*** Opening PROVIDED TEXT ***

A proposed increase in student visa fees could lead to complications within our international education system and should be avoided by the Government, writes Dr Abul Rizvi.

THE GRATTAN INSTITUTE has proposed a further increase in student visa application fees to pay for an increase in Commonwealth Rent Assistance. While this would be electorally popular, it would be poor public policy.

Grattan proposes increasing the student visa application fee from an already high $750 to $2,500. Note that the fee is non-refundable irrespective of whether the applicant is successful in getting a visa or not.

By comparison, student visa application fees for the U.S. are US$185 (AU$284.58), for Canada, C$235 (AU$266.17) and for the UK, £490 (AU$956.22).

Extracting more money from foreigners and gifting it to poor Aussies is always going to be electorally popular. It would wedge Opposition Leader Peter Dutton who is naturally inclined to screw foreigners, although he may wish to spend the money in some other way. The attraction of this to the Albanese Government may well be overwhelming.

But the explanation for why this would be such poor policy is actually in the Grattan report itself, which states:

Getting the best international students to stay here permanently is even more valuable. International graduates account for one-third of our permanent skilled migrant intake.

 

Those students who are granted permanent skilled visas each year offer a $12 billion fiscal dividend over their lifetimes in Australia. That’s more than double the profits universities reap each year from teaching international students.

This is where our focus should be. A large increase in the student visa application fee would be contrary to delivering this obvious benefit.

First, it would mean that the best students, who generally have greater choices in where they decide to study, will more likely choose other nations over Australia. Why risk a non-refundable application fee of $2,500 when the outcome is uncertain?

Australia would tend to be left with students who have fewer choices in study destination and who are more likely to struggle to complete high-quality courses, get skilled jobs in Australia and thereby secure permanent residence. They are the very students who fall into the immigration limbo the Albanese Government says we must avoid. 

Second, to secure the additional revenue, the Government may decide it doesn’t need to introduce measures to target the brightest and best students.

Our current arrangements try to target the best students in a ham-fisted way by giving priority to students applying to study with Group of Eight universities, which the Government assumes will naturally pick only the best students. This is an unsatisfactory assumption and relies on the Group of Eight universities maintaining standards over the desire to increase profits.

The student visa must itself require that education providers only recruit the best students and don’t undermine standards by allowing overseas students into courses with marks well below those required of domestic students.

Grattan says that the number of student visa holders in Australia has surged to more than 650,000, ‘well above pre-COVID levels’ and that is driving up rents. Grattan is gilding the lily here.

In September 2019, there were 633,816 student visa holders in Australia. 650,000 student visa holders is hardly ‘well above pre-COVID levels’. Moreover, most students live near universities in the CBD of major cities. They would have little impact on rents in suburban Australia.

The level of revenue that this measure may raise could also have been overstated by Grattan because the Government is already acting to reduce the level of student visa applications through a major increase in refusal rates. While that is a poor and unsustainable policy measure, it will reduce the application rate and thus the revenue collected through a higher student visa application fee.

The Albanese Government should resist the temptation of increasing the student visa application fee, as suggested by Grattan. That would be shooting ourselves in the foot.

It should instead re-think the overseas student program to make it genuinely focused on attracting only the brightest and best students. It should take note of the recent report of the University Accord to encourage overseas students to study in areas of long-term skill shortage.

*** Closing PROVIDED TEXT ***

• WHAT YOU WILL DO
(a) In the student visa article, what fee does the Grattan Institute propose for a student visa application?
(b) Reproduce word for word the stretch of the student visa article from "Getting the best" through "this obvious benefit.".

*** Opening SUPPLIED DATA ***

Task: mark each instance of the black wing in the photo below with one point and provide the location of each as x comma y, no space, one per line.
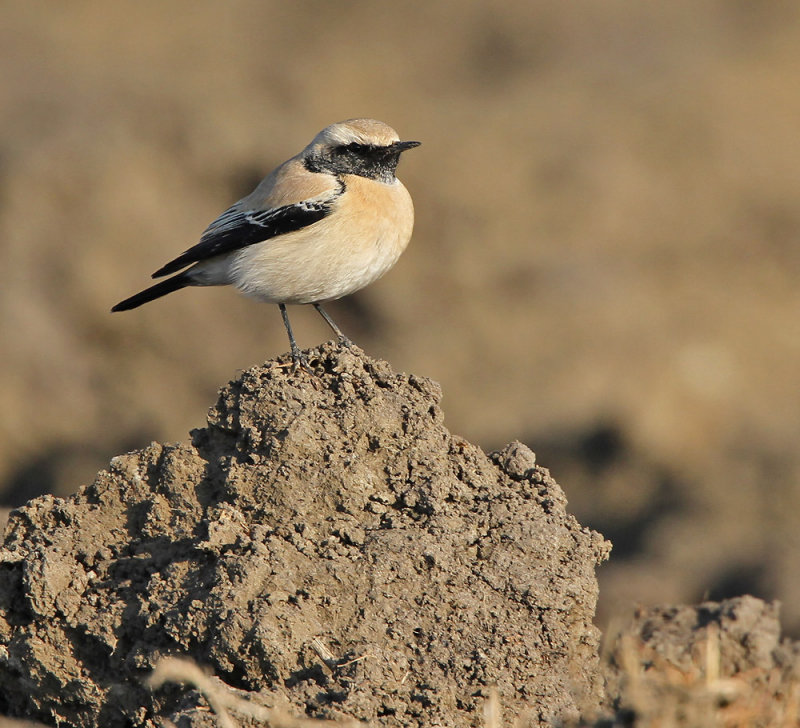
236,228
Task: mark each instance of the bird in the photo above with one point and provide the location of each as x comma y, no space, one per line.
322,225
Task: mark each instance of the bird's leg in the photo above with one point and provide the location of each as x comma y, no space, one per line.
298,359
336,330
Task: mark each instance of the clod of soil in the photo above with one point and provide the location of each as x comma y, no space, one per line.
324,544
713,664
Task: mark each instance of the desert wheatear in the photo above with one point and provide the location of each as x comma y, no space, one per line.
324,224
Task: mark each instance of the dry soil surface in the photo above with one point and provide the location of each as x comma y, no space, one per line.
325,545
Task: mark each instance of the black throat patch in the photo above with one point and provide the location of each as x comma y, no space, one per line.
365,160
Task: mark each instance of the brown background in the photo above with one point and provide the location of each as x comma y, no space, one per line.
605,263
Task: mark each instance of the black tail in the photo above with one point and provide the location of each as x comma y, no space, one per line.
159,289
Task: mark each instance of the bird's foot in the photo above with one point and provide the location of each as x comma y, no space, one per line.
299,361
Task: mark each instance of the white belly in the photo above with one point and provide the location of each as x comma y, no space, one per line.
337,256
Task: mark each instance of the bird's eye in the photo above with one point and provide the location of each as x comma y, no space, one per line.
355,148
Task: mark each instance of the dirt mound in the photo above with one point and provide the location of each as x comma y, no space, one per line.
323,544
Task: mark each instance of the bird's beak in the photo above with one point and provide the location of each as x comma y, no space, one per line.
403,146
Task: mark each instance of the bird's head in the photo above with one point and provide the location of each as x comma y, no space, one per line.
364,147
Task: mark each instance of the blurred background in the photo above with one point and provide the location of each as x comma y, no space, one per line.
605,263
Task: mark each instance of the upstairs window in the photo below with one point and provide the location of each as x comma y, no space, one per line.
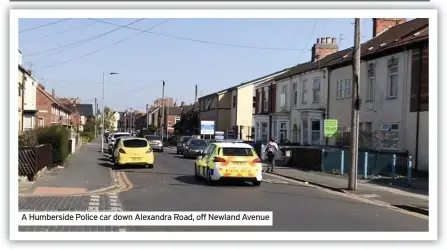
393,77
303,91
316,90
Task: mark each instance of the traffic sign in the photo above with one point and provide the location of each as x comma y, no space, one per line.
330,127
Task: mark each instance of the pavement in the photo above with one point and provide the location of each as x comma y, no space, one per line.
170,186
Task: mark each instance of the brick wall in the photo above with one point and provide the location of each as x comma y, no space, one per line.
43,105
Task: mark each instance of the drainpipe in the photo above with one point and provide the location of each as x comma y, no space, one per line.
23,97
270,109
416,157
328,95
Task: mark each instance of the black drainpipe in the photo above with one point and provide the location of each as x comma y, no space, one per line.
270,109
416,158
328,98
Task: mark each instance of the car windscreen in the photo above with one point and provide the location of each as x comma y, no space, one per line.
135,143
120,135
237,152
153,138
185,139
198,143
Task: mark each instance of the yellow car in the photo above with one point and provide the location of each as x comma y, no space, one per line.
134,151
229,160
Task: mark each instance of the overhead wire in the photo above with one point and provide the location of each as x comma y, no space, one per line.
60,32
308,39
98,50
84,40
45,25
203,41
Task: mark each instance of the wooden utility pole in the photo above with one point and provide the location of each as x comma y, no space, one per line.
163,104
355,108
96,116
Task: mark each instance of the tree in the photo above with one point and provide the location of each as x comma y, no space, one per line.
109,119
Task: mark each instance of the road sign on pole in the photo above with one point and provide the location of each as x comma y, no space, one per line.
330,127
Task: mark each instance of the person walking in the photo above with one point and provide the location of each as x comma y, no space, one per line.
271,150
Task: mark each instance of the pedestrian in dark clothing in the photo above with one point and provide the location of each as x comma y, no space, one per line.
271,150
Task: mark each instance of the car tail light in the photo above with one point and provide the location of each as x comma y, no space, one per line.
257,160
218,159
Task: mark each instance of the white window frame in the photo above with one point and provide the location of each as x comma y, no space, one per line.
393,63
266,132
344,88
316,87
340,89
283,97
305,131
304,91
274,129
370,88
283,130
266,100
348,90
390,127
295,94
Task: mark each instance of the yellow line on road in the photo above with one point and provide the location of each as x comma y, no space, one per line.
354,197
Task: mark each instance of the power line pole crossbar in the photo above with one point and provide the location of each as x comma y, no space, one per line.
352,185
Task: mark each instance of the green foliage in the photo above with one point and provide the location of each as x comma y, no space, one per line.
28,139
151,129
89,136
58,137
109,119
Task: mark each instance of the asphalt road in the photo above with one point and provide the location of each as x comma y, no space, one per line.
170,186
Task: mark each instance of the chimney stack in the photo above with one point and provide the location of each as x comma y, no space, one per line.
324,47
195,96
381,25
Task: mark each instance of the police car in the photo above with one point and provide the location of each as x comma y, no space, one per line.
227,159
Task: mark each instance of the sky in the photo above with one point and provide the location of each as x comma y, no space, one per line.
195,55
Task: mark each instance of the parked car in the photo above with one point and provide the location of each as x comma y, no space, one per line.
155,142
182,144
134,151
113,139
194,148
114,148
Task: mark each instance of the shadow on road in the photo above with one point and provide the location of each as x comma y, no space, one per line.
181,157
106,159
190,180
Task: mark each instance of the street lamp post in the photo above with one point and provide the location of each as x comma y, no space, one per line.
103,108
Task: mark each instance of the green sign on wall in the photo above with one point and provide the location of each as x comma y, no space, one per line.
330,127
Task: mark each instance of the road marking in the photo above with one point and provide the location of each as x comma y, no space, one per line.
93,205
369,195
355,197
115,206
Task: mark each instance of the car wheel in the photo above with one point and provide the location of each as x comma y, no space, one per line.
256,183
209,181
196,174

*** Closing SUPPLIED DATA ***

• RESPONSES FOR EACH TASK
(a) $2,500, up from $750.

(b)
Getting the best international students to stay here permanently is even more valuable. International graduates account for one-third of our permanent skilled migrant intake.

 

Those students who are granted permanent skilled visas each year offer a $12 billion fiscal dividend over their lifetimes in Australia. That’s more than double the profits universities reap each year from teaching international students.

This is where our focus should be. A large increase in the student visa application fee would be contrary to delivering this obvious benefit.